-- start Task input --

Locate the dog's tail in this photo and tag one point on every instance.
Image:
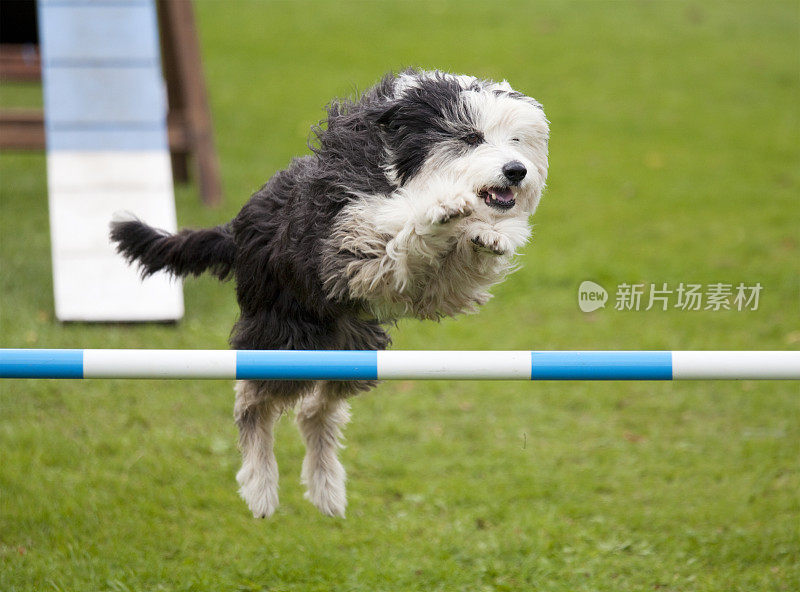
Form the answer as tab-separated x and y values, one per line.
189	252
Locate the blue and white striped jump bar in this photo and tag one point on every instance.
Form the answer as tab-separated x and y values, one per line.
408	365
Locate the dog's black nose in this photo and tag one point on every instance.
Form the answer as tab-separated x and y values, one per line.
514	171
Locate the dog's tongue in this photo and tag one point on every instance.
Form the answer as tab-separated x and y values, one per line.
502	195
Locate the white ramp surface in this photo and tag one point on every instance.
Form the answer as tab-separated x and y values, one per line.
107	152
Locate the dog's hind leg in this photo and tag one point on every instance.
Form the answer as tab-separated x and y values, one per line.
256	412
321	416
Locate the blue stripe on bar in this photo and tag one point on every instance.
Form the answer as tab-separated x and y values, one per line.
41	363
307	365
599	365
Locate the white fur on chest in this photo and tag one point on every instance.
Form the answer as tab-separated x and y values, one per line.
412	263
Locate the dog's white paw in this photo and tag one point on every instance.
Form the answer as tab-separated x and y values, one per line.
491	241
259	489
326	486
445	211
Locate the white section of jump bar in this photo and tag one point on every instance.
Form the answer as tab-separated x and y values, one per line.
690	365
411	365
158	363
457	365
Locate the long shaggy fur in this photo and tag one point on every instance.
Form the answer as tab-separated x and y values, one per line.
413	202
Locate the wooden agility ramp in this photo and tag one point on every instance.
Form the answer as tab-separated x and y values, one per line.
107	152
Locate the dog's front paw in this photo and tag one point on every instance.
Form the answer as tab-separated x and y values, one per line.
490	241
446	211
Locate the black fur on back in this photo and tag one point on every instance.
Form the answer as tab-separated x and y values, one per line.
276	244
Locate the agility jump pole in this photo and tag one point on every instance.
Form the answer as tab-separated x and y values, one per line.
396	364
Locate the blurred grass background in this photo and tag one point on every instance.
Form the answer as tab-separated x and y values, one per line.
674	158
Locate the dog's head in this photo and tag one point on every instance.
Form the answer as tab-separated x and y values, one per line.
480	134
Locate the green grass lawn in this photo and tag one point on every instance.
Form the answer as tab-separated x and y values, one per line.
675	157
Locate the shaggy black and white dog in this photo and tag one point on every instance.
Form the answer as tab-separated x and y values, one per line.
412	204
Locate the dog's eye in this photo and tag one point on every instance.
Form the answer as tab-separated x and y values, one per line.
473	139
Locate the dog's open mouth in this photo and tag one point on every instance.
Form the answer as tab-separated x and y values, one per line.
498	197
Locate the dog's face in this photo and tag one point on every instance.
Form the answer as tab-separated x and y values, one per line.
477	134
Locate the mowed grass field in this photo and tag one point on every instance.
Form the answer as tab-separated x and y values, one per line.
675	157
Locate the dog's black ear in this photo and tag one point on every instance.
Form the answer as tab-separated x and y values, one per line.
386	118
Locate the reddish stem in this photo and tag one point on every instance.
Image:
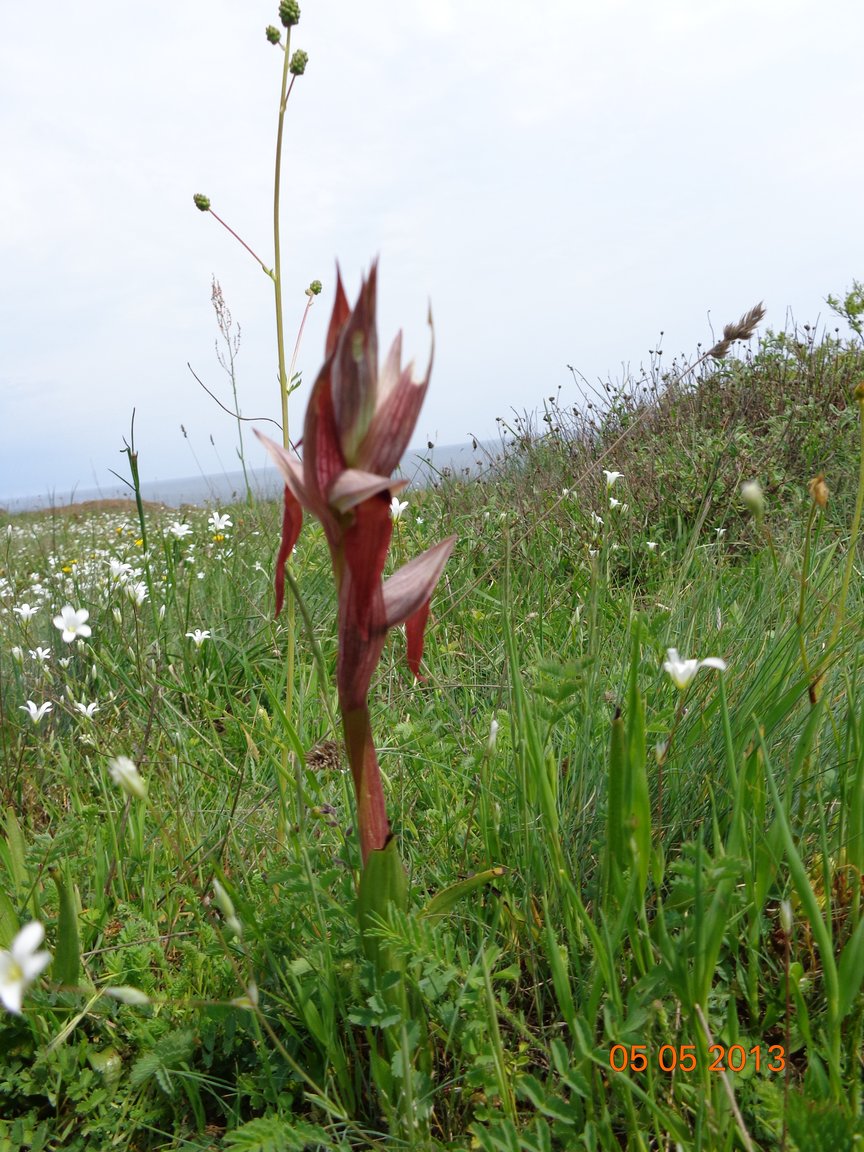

-- end Task input --

* **Job**
Render every line of the data above as a Markdown table with the columns Row and Data line. Number the rows, skip blank lines, and leave out the pictures.

* **Complete answer**
| Row | Data line |
|---|---|
| 1 | Locate the dog's tail in this photo and tag one point on every instance. |
| 2 | Image: |
| 3 | Form the answer as tab-separated x and y values, one per line. |
| 4 | 189	252 |
| 5 | Locate the blue and white striped jump bar in this photo and tag one point on every instance. |
| 6 | Form the answer as tab-separated x and y values, one per line. |
| 7 | 408	365 |
| 8 | Locate the dog's black nose in this photo and tag one point on every instance. |
| 9 | Form the answer as tab-separated x and y values, one per line. |
| 10 | 514	171 |
| 11 | Locate the dog's tongue in this photo and tag one point on every instance. |
| 12 | Form the answer as tab-separated x and y values, one per line. |
| 13 | 502	195 |
| 14 | Locate the white ramp surface in this photo and tag one point on every instance. |
| 15 | Form the answer as tab-separated x and y values, one per line. |
| 16 | 107	152 |
| 17 | Locate the dog's hind leg in this photo and tag one point on every instance. |
| 18 | Form the answer as tab-separated x and y values, one per line. |
| 19 | 256	412 |
| 20 | 321	416 |
| 21 | Locate the blue stripe on bar in this photo and tag one point on every instance. |
| 22 | Form the answer as tab-separated x and y values, one per line. |
| 23 | 41	363 |
| 24 | 307	365 |
| 25 | 599	365 |
| 26 | Locate the white fur on chest in this photo and tag one point on every instance. |
| 27 | Form the answer as tab-separated x and y values, one per line. |
| 28 | 412	263 |
| 29 | Locate the dog's white paw in this photo and tag one point on every instance. |
| 30 | Form the answer as tab-separated x and y values, one per line. |
| 31 | 491	241 |
| 32 | 259	489 |
| 33 | 326	486 |
| 34 | 445	211 |
| 35 | Locate the white section of jump bar in this photo and tag one point on every instance. |
| 36 | Form the answer as tab-separated x and y values, one per line. |
| 37 | 690	365 |
| 38 | 411	365 |
| 39 | 158	363 |
| 40 | 457	365 |
| 41 | Locate the long shaggy fur in this photo and tag one point on every instance. |
| 42 | Form the answer as tab-separated x and y values, one per line. |
| 43 | 413	202 |
| 44 | Locate the wooden agility ramp in this photo and tag one point on every instance. |
| 45 | Form the answer as tab-separated x and y values, one per line. |
| 46 | 107	152 |
| 47 | Locate the dog's front paw in this photo and tag one point on every instance. |
| 48 | Form the answer as tab-separated x and y values, one per line. |
| 49 | 490	241 |
| 50 | 446	211 |
| 51 | Locate the black fur on back in this photo and tag one point on every instance. |
| 52 | Form the answer as tab-separated x and y values, one per line. |
| 53 | 276	244 |
| 54 | Locate the agility jump pole in this photo and tag one point on every instance. |
| 55 | Form the answer as tab-separated x and y values, one per line. |
| 56 | 396	364 |
| 57 | Locate the blurred grass background in this photo and tag one point on every instance. |
| 58 | Form the answer as tab-separated x and y values, one per line. |
| 59 | 674	158 |
| 60 | Locate the dog's head in this photo and tag one point on every instance. |
| 61 | Form the answer as tab-separated x and y values, one per line. |
| 62 | 480	134 |
| 63 | Locate the green grass lawn in this photo and tag one point on every instance. |
| 64 | Form the answer as tab-separated x and y values, one per line. |
| 65 | 675	157 |
| 66 | Locate the shaggy black and white dog in this photo and tag one point on every instance. |
| 67 | Form the answer as tab-separated x and y values, one per line. |
| 68 | 412	204 |
| 69 | Locate the dog's eye in this photo and tag one point on every instance. |
| 70 | Form the answer as tab-separated x and y values, one per line. |
| 71 | 473	139 |
| 72 | Locate the dog's open mouth in this photo and tag one point on every instance. |
| 73 | Form the answer as tab-separated x and y values, one per line. |
| 74 | 498	197 |
| 75 | Locate the dog's face in this photo and tag one point on every instance. |
| 76 | Form the answer as tab-separated x and y values, one per line. |
| 77 | 477	134 |
| 78 | Locate the mowed grass field in this photo and tag one point on every instance. |
| 79 | Form the answer as tab-separated x and y values, one per line. |
| 80 | 675	157 |
| 81 | Locate the dog's black ear in this photo and tag one point on every instance. |
| 82 | Form the answer as tab-separated x and y values, one per line. |
| 83 | 386	118 |
| 84 | Locate the reddish stem in this photo and tag one point on every instance. |
| 85 | Image: |